* [REQUIREMENTS]
- A) Copy the passage of the tach mounting guide from "Just use a flat" to "can be replaced." word for word.
- B) Pick up the tach mounting guide after its final sentence and keep writing it.

* [TEXT TO READ]
--- BEGIN ---

You really want to use a screwdriver with a magnetic tip so that these screws don't fall off into the console. If they do, it'll be a major pain to find, you could have a rattle, and you'll likely need to re-order these screws from the dealer. Not fun. So take it slow and use a magnetic tip!

After you have removed these two screws, the Tach slides out a bit freeing up space. It's obviously still wired in, so it won't go very far, but it helps give you clearance for what's up next.

Remove the plastic cover behind the tach.

Just use a flat head screwdriver and place a few layers of black electrical tape around the tip. This should soften the contact area a bit. Then jam it in there and pull out and down. It will feel like you're going to brake it. You might, but I didn't. Just realize that if you really do break it, the piece is small and can be replaced.






When it's fully removed:




Here is the back of this plate with the plug areas highlighted so you know where to give the most pressure:



Once everything has been removed, it's just a matter of fishing all the wires to the left of the center stack, and up through the steering column. When it's all in place, it will be a good idea to use zip ties to tie this up, but not yet.

Now for my personal dilemma. Since I already have a factory OEM mount, I couldn't buy a standard mounting arm for the Sportster 5 in the area I wanted it. So after toying with the idea for a bit, I decided to have mine fabricated out of 1/8" steel. Simply took off the factory Garmin mount, and traced around the arm to get an idea of the factory holes and drew a template.

Then I scanned my template, traced it again to extend the arm to old the Sportster 5. Then I cut it out and spray mounted it to cardboard and cut it out again. This gave me a cheap and easy prototype for my mount.



The problem is that the air vent on the right side of the tach sticks out a bit and thus, any mounting arm on this side cannot be straight. It needs a bend. So I made the cardboard mounting arm longer than it was supposed to be on purpose, and manually figured out where to bend by folding it after mounting it in place.

--- END ---

* [DATASET EXTRACT]
--- BEGIN ---

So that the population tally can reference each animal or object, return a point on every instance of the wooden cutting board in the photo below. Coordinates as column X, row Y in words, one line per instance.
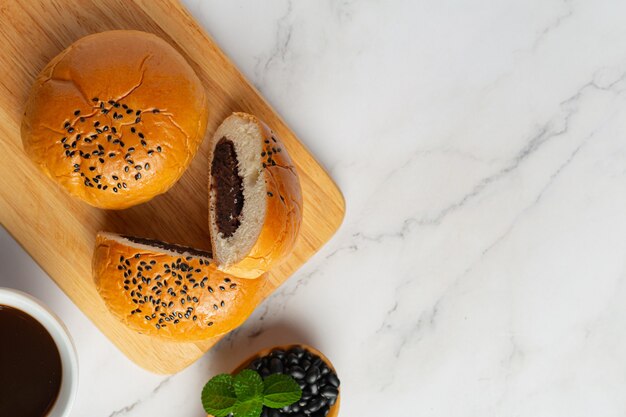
column 59, row 231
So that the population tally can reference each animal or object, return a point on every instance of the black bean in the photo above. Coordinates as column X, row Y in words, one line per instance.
column 312, row 375
column 292, row 359
column 316, row 404
column 297, row 372
column 276, row 366
column 329, row 392
column 278, row 353
column 333, row 380
column 298, row 351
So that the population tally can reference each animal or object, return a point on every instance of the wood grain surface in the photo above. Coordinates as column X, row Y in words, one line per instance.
column 59, row 231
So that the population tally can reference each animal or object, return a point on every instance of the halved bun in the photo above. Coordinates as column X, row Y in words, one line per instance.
column 255, row 199
column 115, row 118
column 170, row 291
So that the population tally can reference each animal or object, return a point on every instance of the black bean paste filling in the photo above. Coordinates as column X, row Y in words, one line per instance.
column 228, row 188
column 168, row 246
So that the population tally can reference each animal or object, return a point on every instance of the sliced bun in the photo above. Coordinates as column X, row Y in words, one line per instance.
column 255, row 199
column 115, row 118
column 170, row 291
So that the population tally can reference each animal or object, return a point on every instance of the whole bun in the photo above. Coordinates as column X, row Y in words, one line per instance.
column 115, row 118
column 170, row 291
column 255, row 199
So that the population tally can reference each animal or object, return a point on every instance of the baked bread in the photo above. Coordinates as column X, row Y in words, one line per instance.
column 255, row 200
column 115, row 118
column 170, row 291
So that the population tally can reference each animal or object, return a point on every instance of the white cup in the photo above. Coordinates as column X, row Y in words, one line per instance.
column 54, row 326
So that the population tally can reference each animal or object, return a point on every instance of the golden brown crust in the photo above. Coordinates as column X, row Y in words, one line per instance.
column 142, row 102
column 182, row 297
column 284, row 208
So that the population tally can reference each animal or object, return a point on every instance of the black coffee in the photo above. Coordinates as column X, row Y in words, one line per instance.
column 30, row 366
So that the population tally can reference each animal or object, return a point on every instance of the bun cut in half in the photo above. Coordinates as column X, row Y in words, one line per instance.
column 115, row 118
column 170, row 291
column 255, row 200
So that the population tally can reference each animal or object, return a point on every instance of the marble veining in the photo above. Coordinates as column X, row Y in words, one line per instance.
column 480, row 268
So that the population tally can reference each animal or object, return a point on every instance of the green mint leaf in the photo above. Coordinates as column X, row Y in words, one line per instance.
column 249, row 408
column 248, row 385
column 280, row 390
column 218, row 396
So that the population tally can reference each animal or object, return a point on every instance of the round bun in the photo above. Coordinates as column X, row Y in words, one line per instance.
column 255, row 199
column 250, row 363
column 115, row 118
column 170, row 291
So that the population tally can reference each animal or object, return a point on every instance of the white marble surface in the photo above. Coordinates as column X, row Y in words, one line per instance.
column 480, row 270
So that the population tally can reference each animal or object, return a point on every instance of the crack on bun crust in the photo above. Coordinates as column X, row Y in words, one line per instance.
column 115, row 118
column 168, row 246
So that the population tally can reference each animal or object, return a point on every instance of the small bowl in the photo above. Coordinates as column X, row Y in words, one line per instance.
column 60, row 335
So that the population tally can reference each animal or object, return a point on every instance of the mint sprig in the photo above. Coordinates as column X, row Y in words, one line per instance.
column 245, row 394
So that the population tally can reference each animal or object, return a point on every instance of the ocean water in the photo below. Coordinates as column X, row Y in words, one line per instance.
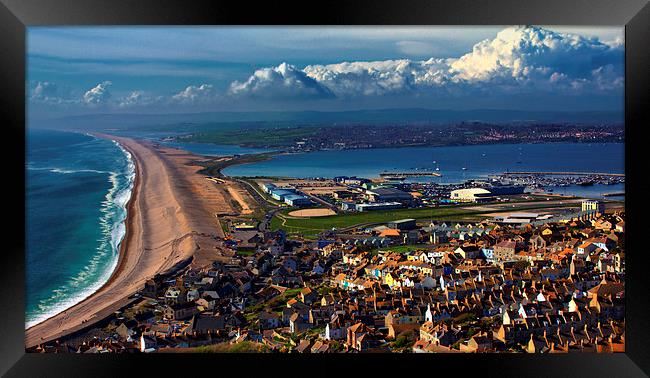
column 77, row 188
column 479, row 162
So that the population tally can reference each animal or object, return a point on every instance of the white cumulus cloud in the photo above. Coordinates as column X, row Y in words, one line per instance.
column 194, row 95
column 98, row 95
column 284, row 80
column 521, row 59
column 139, row 98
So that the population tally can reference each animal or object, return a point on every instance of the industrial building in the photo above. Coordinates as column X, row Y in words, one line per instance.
column 389, row 195
column 378, row 206
column 471, row 195
column 297, row 200
column 506, row 190
column 593, row 206
column 268, row 187
column 517, row 218
column 280, row 194
column 402, row 224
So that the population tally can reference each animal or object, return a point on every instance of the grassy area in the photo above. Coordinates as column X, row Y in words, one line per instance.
column 274, row 304
column 243, row 347
column 309, row 227
column 214, row 167
column 269, row 137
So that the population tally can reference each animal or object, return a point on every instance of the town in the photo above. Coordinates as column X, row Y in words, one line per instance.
column 480, row 275
column 304, row 138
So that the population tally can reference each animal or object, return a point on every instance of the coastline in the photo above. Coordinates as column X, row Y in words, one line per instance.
column 172, row 221
column 123, row 243
column 115, row 262
column 134, row 266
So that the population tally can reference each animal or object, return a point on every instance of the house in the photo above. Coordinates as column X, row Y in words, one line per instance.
column 269, row 320
column 148, row 344
column 361, row 337
column 504, row 250
column 297, row 324
column 207, row 323
column 180, row 311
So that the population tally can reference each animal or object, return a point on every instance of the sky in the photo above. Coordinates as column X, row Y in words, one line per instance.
column 144, row 70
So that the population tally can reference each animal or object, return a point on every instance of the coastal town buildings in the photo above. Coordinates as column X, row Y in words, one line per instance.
column 471, row 287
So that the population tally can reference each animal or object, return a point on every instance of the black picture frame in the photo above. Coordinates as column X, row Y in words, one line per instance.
column 16, row 15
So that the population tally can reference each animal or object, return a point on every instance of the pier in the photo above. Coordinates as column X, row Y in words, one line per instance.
column 564, row 174
column 614, row 194
column 409, row 174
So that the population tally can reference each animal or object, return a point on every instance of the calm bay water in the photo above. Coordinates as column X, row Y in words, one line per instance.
column 77, row 187
column 479, row 161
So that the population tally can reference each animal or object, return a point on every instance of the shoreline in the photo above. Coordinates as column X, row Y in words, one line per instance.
column 171, row 222
column 122, row 250
column 150, row 245
column 121, row 243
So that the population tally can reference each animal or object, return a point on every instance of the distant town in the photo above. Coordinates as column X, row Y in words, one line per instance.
column 296, row 138
column 352, row 265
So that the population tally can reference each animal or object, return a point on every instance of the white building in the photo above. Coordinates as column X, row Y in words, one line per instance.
column 471, row 195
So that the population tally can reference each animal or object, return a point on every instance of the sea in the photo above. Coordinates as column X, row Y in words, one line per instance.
column 77, row 190
column 78, row 186
column 456, row 164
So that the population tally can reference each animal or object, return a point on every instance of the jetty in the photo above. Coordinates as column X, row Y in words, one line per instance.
column 410, row 174
column 520, row 173
column 614, row 194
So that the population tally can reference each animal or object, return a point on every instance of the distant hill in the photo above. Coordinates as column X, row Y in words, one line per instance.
column 382, row 116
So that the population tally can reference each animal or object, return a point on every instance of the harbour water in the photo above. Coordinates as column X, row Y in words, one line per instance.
column 77, row 189
column 456, row 164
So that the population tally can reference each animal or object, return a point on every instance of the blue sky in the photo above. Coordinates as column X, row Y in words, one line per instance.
column 81, row 70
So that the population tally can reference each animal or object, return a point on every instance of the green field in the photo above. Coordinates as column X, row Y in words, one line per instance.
column 270, row 136
column 309, row 227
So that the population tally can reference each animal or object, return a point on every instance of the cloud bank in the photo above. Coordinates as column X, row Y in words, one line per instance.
column 284, row 80
column 518, row 60
column 99, row 94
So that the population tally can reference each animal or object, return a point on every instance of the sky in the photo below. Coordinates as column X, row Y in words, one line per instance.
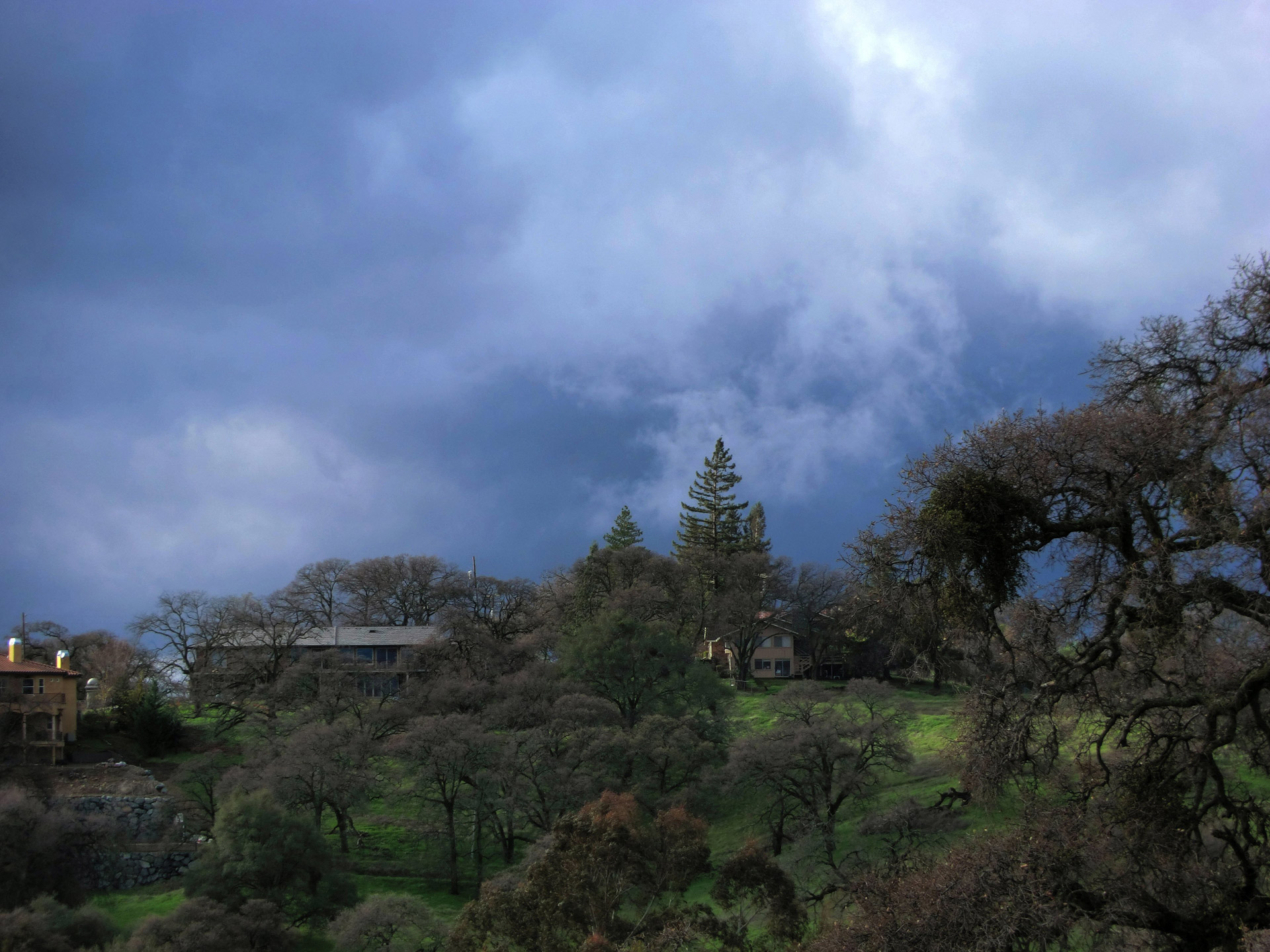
column 286, row 281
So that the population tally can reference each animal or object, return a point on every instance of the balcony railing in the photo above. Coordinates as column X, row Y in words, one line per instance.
column 32, row 702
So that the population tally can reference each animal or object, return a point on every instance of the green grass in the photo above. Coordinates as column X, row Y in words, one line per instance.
column 436, row 895
column 127, row 908
column 397, row 857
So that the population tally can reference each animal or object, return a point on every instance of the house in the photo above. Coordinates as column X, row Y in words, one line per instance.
column 38, row 702
column 780, row 653
column 384, row 655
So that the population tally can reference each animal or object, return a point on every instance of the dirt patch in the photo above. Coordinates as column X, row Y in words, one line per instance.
column 98, row 779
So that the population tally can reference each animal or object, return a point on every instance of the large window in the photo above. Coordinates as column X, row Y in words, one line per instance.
column 379, row 686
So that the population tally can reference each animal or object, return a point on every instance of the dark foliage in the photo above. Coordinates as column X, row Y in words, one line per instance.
column 389, row 923
column 606, row 873
column 146, row 715
column 205, row 926
column 757, row 894
column 48, row 926
column 261, row 852
column 31, row 836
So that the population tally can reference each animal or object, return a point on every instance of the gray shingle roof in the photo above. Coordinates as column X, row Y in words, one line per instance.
column 378, row 636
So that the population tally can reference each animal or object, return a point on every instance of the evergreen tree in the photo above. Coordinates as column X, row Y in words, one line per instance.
column 713, row 522
column 756, row 531
column 625, row 534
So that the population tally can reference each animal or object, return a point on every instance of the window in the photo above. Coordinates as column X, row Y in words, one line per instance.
column 379, row 686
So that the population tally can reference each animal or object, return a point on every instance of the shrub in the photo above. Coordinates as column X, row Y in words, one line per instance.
column 48, row 926
column 389, row 923
column 30, row 834
column 204, row 926
column 146, row 716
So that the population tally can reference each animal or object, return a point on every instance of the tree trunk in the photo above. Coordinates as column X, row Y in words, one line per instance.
column 342, row 822
column 509, row 840
column 454, row 848
column 479, row 847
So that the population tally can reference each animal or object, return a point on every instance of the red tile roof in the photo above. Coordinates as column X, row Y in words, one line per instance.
column 8, row 666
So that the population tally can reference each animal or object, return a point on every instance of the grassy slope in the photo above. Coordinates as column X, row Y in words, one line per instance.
column 397, row 858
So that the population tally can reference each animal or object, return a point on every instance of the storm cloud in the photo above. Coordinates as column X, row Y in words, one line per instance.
column 296, row 280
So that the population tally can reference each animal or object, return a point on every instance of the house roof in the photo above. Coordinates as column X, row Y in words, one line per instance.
column 8, row 666
column 376, row 636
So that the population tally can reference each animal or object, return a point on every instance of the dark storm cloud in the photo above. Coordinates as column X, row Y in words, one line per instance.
column 285, row 281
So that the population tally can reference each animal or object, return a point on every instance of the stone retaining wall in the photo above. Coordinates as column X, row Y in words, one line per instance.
column 138, row 818
column 122, row 871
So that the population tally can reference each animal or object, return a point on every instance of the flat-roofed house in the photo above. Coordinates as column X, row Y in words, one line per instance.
column 384, row 655
column 38, row 702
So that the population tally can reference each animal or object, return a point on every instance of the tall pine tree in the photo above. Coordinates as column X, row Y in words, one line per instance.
column 756, row 531
column 625, row 534
column 713, row 522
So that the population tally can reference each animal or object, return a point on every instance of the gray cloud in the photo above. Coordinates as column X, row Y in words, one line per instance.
column 308, row 280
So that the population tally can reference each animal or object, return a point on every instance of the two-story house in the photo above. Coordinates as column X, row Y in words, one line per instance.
column 780, row 653
column 382, row 655
column 38, row 703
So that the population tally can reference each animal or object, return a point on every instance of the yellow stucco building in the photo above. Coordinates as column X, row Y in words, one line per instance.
column 38, row 703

--- END ---

* [EXPECTED ANSWERS]
- A)
Just use a flat head screwdriver and place a few layers of black electrical tape around the tip. This should soften the contact area a bit. Then jam it in there and pull out and down. It will feel like you're going to brake it. You might, but I didn't. Just realize that if you really do break it, the piece is small and can be replaced.

- B)
When it's straight, it's too far away:



After I found the bend points, the prototype arm looked like this:



Then off to have a metal fabricator create this. I just googled "Waterjet services" and emailed a few placed offering these cutting services. Ending up finding a great place in Wisconsin that could do it for about $40 shipped, completed in 2-3 days and then shipped UPS ground. I got it in about a week to California. Site was http://www.westarmfg.com/waterjet.htm and they were able to just use the design I created as a PDF to come up with a piece of 1/8" steel that originally looked like this in comparison to my cardboard prototype:



It was heavily oxidized, so it needed some polishing with an angle grinder to buff it smooth:



Pretty soon, it was clean on both sides and looked as good as new:



Now it needed to be bent to match my prototype. I wanted to bend it myself since I didn't know the exact angles or spots to explain what I needed. So I just popped it in a vice and had this:



After it was bent perfectly, I spray painted it a flat black paint and let it dry overnight. The end result was a perfect piece that looked like a factory made mounting arm:



All done with the special custom mount!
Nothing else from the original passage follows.